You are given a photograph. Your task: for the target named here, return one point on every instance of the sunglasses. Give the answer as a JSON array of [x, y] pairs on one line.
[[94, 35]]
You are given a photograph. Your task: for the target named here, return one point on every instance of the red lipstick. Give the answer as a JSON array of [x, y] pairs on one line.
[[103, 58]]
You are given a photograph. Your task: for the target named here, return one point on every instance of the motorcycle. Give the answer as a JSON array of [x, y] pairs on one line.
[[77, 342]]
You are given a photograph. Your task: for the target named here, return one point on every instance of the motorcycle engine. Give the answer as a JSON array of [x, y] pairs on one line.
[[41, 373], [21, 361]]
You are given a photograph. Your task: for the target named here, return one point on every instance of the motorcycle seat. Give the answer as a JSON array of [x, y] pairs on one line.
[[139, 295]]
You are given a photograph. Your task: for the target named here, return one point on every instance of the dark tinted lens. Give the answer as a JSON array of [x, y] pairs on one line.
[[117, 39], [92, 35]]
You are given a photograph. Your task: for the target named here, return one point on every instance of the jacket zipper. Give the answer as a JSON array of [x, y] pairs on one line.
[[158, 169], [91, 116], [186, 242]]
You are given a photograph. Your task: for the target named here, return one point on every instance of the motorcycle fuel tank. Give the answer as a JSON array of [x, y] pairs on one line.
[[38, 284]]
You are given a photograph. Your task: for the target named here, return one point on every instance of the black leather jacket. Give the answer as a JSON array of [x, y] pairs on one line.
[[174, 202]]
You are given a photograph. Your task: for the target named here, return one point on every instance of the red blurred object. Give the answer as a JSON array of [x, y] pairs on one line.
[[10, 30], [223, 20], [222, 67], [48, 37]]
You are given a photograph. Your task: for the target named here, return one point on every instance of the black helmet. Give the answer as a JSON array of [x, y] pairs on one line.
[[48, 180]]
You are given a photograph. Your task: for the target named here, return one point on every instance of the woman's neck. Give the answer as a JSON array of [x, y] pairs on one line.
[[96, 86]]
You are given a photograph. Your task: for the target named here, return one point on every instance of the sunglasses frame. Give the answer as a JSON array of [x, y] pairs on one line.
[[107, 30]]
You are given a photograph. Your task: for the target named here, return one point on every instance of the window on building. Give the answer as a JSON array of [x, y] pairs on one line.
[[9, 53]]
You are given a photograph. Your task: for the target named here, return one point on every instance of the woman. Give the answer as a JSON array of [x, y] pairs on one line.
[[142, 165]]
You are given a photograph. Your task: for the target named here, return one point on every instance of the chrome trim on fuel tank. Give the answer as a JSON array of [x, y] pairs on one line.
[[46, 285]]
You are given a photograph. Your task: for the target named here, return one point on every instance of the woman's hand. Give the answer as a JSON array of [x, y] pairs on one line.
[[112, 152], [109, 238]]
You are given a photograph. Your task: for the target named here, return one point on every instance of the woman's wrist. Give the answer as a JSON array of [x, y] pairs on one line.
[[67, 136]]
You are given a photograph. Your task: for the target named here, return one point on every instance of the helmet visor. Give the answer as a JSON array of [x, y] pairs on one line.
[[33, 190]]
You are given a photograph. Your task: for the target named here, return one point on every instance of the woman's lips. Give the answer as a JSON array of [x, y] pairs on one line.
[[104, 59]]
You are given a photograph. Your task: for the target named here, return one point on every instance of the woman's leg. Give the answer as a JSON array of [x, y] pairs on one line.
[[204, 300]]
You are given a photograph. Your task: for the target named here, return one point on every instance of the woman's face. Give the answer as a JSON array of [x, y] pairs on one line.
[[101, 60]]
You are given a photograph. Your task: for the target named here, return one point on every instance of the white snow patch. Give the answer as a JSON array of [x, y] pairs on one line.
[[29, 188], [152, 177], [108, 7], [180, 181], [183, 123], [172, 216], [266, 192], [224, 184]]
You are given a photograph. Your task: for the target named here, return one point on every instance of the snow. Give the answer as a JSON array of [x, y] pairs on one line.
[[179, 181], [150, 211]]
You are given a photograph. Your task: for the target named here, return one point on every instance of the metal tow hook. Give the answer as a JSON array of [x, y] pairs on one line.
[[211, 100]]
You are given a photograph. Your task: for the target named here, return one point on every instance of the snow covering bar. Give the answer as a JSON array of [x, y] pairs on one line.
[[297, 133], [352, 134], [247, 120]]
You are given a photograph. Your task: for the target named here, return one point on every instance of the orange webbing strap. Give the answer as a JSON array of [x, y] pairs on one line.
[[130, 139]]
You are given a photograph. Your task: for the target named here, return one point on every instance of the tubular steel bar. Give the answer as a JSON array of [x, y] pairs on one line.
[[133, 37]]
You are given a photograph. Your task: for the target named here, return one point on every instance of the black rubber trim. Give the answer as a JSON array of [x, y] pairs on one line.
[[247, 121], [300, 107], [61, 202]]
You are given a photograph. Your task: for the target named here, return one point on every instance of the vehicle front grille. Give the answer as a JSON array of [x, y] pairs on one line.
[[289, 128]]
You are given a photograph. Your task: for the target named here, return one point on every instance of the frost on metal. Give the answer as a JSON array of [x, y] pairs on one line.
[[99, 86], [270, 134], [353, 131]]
______________________________
### TASK GOAL
Please update the stretch from the line containing "the woman's wrist." through the line containing "192], [224, 184]]", replacing "woman's" with "person's" and leaving everything else unchanged. Return only those lines.

### FULL ANSWER
You are given a photograph. Your task: for the target named here, return one point on every instance of the person's wrist. Give the answer as a JSON array of [x, y] pairs on one line.
[[67, 136]]
You are given a photograph. Your task: for the target named here, return one point on every instance of the helmet visor. Give the answer as a JSON array of [x, y] pairs on one line.
[[33, 190]]
You are given a photograph. Your task: for the target named here, return one point on every instance of the person's lips. Give the answer as a JSON array of [x, y] pairs on one line.
[[104, 59]]
You are given a photograph. Your task: for the target named here, return one point on every instance of the person's leg. Give the answer as a JSON array of [x, y] pairs on one line.
[[204, 300]]
You are given a photograph. Your task: for the target named here, return one point on every instance of the person's face. Give the answer as a JSON array of [x, y] pairs on one line.
[[101, 60]]
You are given a photograph. Your task: for the target named here, return one point on every instance of the white snow patch. Give the answer as a JSON array of [x, y] pairs on one line.
[[29, 188], [152, 177], [108, 7], [180, 181], [183, 123], [172, 216], [266, 192], [224, 184]]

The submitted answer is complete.